YOUR ASSIGNMENT —
Which lines contain the string "instance"? List each of them in full.

Stored records:
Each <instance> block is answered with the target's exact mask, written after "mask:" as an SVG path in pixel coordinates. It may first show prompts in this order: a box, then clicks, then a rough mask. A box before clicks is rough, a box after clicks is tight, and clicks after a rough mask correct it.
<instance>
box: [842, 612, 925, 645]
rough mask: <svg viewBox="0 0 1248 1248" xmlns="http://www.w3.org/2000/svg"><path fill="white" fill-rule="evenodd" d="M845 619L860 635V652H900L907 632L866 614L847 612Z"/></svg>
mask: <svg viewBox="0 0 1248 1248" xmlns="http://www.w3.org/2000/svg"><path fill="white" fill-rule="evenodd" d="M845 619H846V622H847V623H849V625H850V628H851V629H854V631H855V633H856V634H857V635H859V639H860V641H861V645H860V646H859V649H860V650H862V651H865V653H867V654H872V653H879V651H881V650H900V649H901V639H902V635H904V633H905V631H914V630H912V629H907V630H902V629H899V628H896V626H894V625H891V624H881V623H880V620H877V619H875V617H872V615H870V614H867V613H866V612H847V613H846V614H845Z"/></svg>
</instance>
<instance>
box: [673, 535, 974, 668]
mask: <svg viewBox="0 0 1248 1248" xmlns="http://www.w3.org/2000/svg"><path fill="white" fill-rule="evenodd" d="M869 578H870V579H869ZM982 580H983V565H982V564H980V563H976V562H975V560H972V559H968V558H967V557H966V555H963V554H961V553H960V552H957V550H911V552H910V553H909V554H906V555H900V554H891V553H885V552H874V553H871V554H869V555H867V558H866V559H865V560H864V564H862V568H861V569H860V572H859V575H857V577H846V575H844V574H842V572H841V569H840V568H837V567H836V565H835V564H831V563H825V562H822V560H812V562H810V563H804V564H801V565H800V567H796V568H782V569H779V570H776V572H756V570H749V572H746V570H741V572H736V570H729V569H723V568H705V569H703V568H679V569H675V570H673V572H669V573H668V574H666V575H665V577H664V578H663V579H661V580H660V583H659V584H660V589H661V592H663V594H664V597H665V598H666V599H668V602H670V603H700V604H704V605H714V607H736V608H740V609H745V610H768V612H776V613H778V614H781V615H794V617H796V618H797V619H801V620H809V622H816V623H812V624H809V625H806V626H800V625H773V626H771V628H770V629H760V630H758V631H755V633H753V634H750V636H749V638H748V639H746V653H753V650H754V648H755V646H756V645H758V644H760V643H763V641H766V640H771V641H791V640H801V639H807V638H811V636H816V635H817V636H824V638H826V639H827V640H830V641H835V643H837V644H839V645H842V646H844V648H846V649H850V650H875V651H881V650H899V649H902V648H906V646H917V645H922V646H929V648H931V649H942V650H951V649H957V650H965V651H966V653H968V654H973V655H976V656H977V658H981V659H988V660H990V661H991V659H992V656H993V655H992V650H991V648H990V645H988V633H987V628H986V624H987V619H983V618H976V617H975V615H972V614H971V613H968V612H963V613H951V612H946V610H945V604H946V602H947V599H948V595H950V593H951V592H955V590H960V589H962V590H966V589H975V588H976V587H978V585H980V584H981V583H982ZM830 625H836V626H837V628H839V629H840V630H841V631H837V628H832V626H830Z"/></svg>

TASK OUTPUT —
Each <instance> block is answered with the target's exact mask, written after "mask:" as an SVG path in pixel coordinates. It may first show prompts in this order: a box, then clicks, then a rough mask. A box before clicks is rough, a box after clicks is tight, and clicks after a rough mask correct it.
<instance>
</instance>
<instance>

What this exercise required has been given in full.